* [GIVEN EXERCISE]
For each statement below, answer yes or no according to whether it agrees with the excerpt on the C-axis DBB measuring pattern, and quote the excerpt's words that decide it. 1. In this pattern, the A-axis rotates together with the C-axis. 2. A dial gauge is used to make the gauge block parallel to the X-axis. 3. The C-axis is turned by 90° before the Y-axis is moved back to touch P2.

* [PAGE EXCERPT]

━━━━━━━━━━

3 DBB measuring patterns 3.1 Pattern 1: only the C-axis rotates As shown in Fig. 4, we precisely locate the ball O1 on the axis line of the C-axis rotary table and locate the ball O2 on the worktable. The A-axis and all the translational axes are kept stationary, and we implement the movement about the C -axis from 0° to 360°. The process of defining the location of the C-axis line is depicted in Fig. 5. Step 1 A gauge block is installed on the C rotary table, and a dial gauge is used to ensure that the gauge block is precisely parallel to the X -axis. Step 2 Move the tool tip to the point P 1 and obtain its Y coordinate, whose value is R 1. Step 3 Rotate the C-axis by 180° and reversely move the Yaxis until the tool tip touches P 2, and then obtain its Y coordinate, which equals R 2. If the starting point of the tool tip is exactly on the axis line of the C table, R 1 should equal R 2. ΔR, the difference between R 1 and R 2, is used to revise the starting point from C 1 to C 2. The steps described above are repeated at several testing points with different X coordinates, so as to minimize the positioning error. In this way, the Y coordinate of the C-axis line is obtained.

━━━━━━━━━━

* [RECORDS SUPPLIED]
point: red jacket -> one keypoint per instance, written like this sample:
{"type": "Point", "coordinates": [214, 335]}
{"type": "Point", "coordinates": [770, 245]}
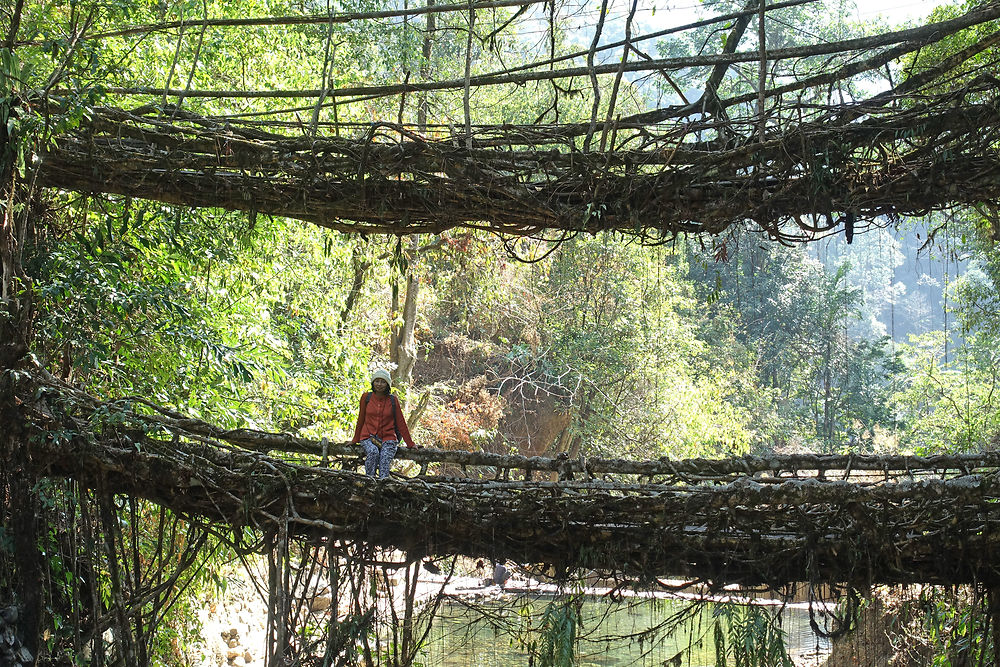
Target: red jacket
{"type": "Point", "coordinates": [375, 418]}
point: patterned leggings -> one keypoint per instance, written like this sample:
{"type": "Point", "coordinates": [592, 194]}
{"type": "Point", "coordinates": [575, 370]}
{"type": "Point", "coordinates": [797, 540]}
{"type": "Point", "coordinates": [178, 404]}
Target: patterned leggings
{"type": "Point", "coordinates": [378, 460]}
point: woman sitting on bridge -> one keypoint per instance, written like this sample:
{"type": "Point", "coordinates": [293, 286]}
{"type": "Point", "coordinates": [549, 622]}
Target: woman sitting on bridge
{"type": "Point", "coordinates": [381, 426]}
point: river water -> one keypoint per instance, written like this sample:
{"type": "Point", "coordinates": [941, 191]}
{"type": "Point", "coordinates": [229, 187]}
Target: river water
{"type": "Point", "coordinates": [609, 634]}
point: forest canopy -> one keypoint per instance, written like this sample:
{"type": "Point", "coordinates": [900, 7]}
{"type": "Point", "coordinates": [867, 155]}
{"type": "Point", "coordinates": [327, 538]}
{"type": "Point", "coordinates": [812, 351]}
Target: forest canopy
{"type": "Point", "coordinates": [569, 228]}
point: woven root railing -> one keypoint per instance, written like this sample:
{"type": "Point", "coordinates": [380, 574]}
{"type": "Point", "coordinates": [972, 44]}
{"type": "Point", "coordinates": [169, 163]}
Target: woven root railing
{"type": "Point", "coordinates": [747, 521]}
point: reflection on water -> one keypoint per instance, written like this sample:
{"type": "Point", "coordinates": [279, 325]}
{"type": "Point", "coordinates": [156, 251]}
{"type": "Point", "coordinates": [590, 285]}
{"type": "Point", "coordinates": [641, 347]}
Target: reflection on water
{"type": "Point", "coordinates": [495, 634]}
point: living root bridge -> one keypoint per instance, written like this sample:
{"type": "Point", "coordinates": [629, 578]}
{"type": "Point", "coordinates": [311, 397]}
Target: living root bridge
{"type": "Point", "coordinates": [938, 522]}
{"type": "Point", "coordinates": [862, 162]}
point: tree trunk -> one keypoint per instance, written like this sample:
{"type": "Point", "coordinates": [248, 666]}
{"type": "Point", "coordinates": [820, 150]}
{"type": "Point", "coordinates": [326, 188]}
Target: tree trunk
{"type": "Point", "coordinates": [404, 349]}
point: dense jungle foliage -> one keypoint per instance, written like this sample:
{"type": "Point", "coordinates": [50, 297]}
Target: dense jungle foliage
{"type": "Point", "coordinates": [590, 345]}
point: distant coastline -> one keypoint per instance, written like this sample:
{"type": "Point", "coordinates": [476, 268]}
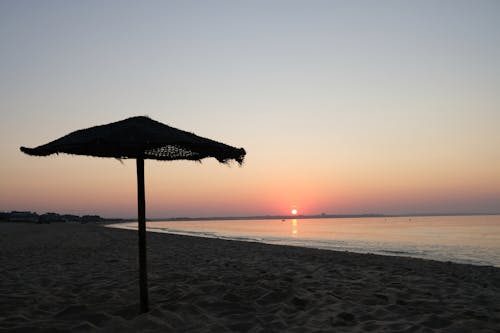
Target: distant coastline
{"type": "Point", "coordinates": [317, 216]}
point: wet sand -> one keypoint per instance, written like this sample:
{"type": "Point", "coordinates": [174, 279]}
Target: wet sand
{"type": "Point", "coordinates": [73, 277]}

━━━━━━━━━━

* [RESULT OF THIS EXERCISE]
1. No: "The A-axis and all the translational axes are kept stationary"
2. Yes: "a dial gauge is used to ensure that the gauge block is precisely parallel to the X -axis"
3. No: "Rotate the C-axis by 180°"